TEXT PASSAGE
┄┄┄┄┄┄
Well, now Kevin's done it again. In the midst of a trenchant analysis of why Jon Chait's suggestion that the Democrats jettison their support of the NEA is a non-starter as a potential wedge issue (basically because it doesn't in any way help to divide the GOP's coalition -- i.e., there's no wedge there), Kevin writes, again, rather casually, as an aside:
I actually agree with Chait [about abolishing the NEA], and I'd throw in a few other items, like NPR and Amtrak, things that the free market is capable of supporting perfectly well. (Did you know, for example, that Congress continues to support long-haul Amtrak routes largely because Amtrak provides jobs in their districts? And does anyone think that market failures have produced a shortage of radio and TV channels in this country?)
Read the comments for the various arguments for why Kevin is wrong.
For my part, I'll just point out that without the support of the NEA and similar state agencies, like NYSCA here in New York, there would be no theatre in this country except overblown Broadway musicals, tours of overblown Broadway musicals, two character plays featuring over the hill Hollywood stars, and amateur productions. In fact, for a sense of what theatre in America would look like if left to market forces, take a good look at what's on Broadway, and subtract everything there that's produced by or originated at a not-for-profit theatre like the Roundabout or Manhattan Theatre Club. What's left are the big musicals, the one-person shows, and the two-handers.
Now, perhaps Kevin doesn't like good theatre, or the arts in general, hates trains and can't stand NPR (actually, I'm not so fond of it either), and sees no value in keeping them in our cultural mix. If so, his remark makes perfect sense. But somehow I doubt that. I think he's laboring under the extraordinary delusion that these things can survive in a market system without state support, but he's clearly wrong.
There has never yet in human history been a society in which the arts have prospered without some kind of subsidy, either from the state or from wealthy patrons.
That's a basic fact about cultural history, and a guy like Kevin Drum should know that.
Speaking of jettisoning our values in search of a few votes, Digby's got a good rant on that subject.
┄┄┄┄┄┄
STORED ROWS
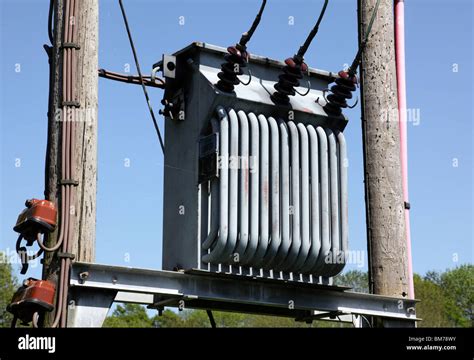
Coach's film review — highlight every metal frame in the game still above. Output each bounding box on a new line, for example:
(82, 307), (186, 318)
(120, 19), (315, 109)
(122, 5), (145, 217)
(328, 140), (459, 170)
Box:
(68, 262), (418, 327)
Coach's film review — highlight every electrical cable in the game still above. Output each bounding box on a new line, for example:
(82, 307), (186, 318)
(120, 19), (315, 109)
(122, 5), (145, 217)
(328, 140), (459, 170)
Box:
(323, 0), (380, 116)
(119, 0), (165, 153)
(48, 0), (56, 45)
(206, 310), (217, 329)
(270, 0), (329, 105)
(98, 69), (165, 89)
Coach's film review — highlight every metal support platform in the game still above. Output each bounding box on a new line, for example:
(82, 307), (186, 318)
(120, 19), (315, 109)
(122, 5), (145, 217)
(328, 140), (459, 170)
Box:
(68, 262), (418, 327)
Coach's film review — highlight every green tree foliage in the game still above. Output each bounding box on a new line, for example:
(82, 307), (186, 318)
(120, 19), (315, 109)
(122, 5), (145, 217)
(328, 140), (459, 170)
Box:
(440, 265), (474, 327)
(413, 274), (452, 327)
(0, 252), (18, 327)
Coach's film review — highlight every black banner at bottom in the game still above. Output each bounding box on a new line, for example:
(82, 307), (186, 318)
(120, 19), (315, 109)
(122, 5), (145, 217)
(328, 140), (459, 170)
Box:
(0, 328), (474, 360)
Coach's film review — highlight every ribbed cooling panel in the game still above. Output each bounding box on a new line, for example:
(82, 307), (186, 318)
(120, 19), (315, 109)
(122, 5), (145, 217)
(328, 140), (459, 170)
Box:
(201, 107), (348, 279)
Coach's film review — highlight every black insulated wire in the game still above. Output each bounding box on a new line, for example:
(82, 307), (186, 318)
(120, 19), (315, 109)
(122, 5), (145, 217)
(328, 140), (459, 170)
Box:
(323, 0), (380, 116)
(206, 310), (217, 329)
(216, 0), (267, 92)
(270, 0), (329, 105)
(119, 0), (165, 153)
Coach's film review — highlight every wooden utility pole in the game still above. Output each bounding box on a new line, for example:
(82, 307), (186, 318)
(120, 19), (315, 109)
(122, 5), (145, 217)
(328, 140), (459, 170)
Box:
(43, 0), (99, 324)
(358, 0), (408, 297)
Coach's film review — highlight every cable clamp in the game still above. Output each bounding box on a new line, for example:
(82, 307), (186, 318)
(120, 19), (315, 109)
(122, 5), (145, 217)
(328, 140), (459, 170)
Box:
(56, 251), (76, 260)
(62, 100), (81, 108)
(59, 179), (79, 186)
(61, 43), (81, 50)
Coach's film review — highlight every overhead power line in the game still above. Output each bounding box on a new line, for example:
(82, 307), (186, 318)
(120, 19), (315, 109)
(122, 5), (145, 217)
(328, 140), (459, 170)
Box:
(119, 0), (165, 153)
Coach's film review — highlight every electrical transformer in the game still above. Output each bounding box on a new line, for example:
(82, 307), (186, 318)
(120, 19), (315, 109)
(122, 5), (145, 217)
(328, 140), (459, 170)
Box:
(159, 43), (348, 283)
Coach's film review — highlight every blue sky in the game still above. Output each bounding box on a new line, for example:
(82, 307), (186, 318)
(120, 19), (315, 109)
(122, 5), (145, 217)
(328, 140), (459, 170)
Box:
(0, 0), (474, 282)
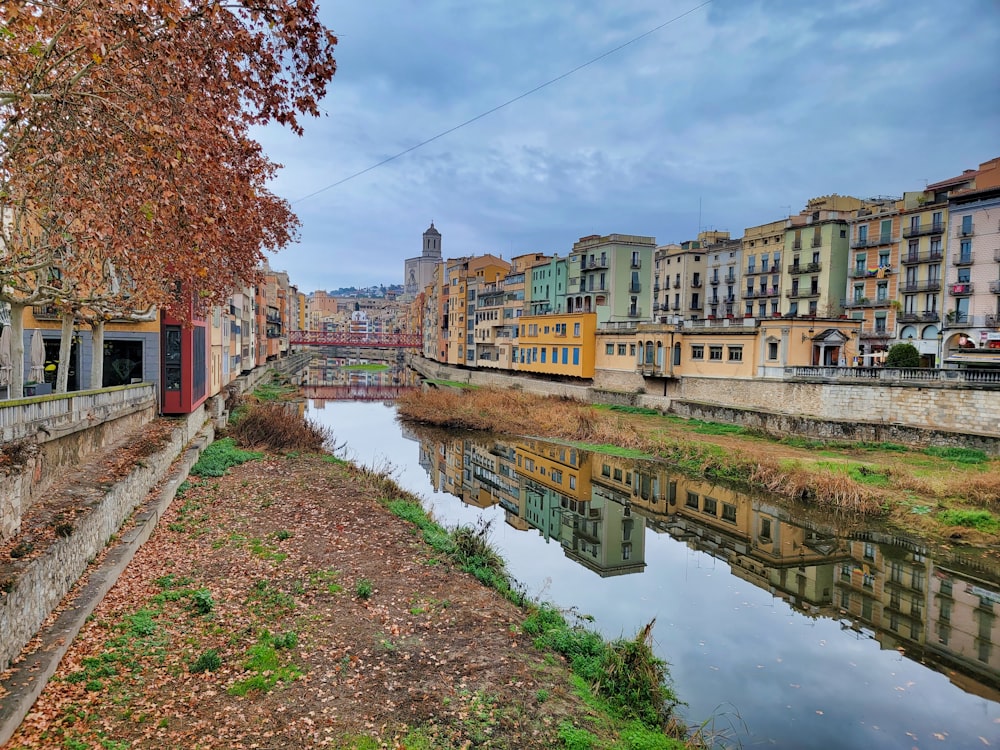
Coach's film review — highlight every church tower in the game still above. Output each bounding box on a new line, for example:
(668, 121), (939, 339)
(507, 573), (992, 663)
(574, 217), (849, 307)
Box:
┄┄┄┄┄┄
GOAL
Please pick up the blog post on government support for the arts after its final sentence and carry it forward.

TASK RESPONSE
I'm so relieved that we are having the discussion about which Democratic values we can safely shed early instead of waiting until closer to the next election like we usually do. I think we should get out ahead on these issues and put the Republicans off their game. I'm already on record as being in favor of scrapping our pesky insistence on teaching evolution. Clearly, it's disrespectful to those who believe in a literal interpretation of the Bible to insist that it is true. That elitist fealty to reason and fact is why they hate us so.
When you look at it, our whole problem can be laid at the foot of the Bill of Rights. Maybe it's time to take a good hard look at how much good defending that puppy has really done the Democratic Party, eh?
Why don't we just poll the country about all these controversial subjects, and whatever positions are held by the most people, that's the position we adopt as a party, and as liberals? Surely that will help us get someone (anyone -- Zell Miller? Joe Lieberman?) elected in 2008, right?
My gosh, we are running scared, aren't we?
I find this exercise in jettisoning our long held core beliefs -- expressions, after all, of our liberal VALUES -- not only highly insulting but a piss-poor strategy for winning elections. What we need is not to create a party which looks like the GOP of 40 years ago by getting rid of everything we stand for, what we need is to craft a cohesive and easily understood narrative which encompasses and communicates those values and can compete with the GOP's obviously successful narrative of no taxes, "moral" values and strong defense.
Gun control may be unimportant to many of the posters here, but I'll wager that the majority of them didn't live in a major American city as adults in the 70's and 80's when gun violence was at its peak. Urban dwellers (and not just women) appreciate that guns are not nearly as rampant as they were in the recent past, and gun control laws are a significant part of the reason. Oh, they're far from perfect, there's loopholes galore, and no one thinks they're the only answer, but they are necessary, and any party which drops support for them will lose my vote and, I think, the votes of a large portion of those who live in urban areas -- and where, exactly, was Kerry's strength the most pronounced in this election? So the idea is to alienate that segment of the population that gives us the most consistent and strongest support in order to, perhaps, sway a few voters over from the right side of the middle?
Just how many NRA members do you think are going to change a lifetime's preconceptions of what being a liberal or a Democrat means and switch their vote over, just because the party abandons its support for gun control? It's ridiculous to think that it would do anything but lose us a significant amount of votes.
Not only that, but I object to throwing out principled positions, and the idea of standing for and doing the right thing, just to eke out a few measly votes. Democrats and liberals don't lack values, they have values which are different from (and, in my mind, superior to) the fundamentalist-Christian based "moral" values of the right and the GOP. Every time we shuck off more of them, in a pitiful attempt to triangulate ourselves to a few more votes, we hand a tremendous victory to the right, because not only will they have won an election, they will have caused us to put a stake through our own hearts.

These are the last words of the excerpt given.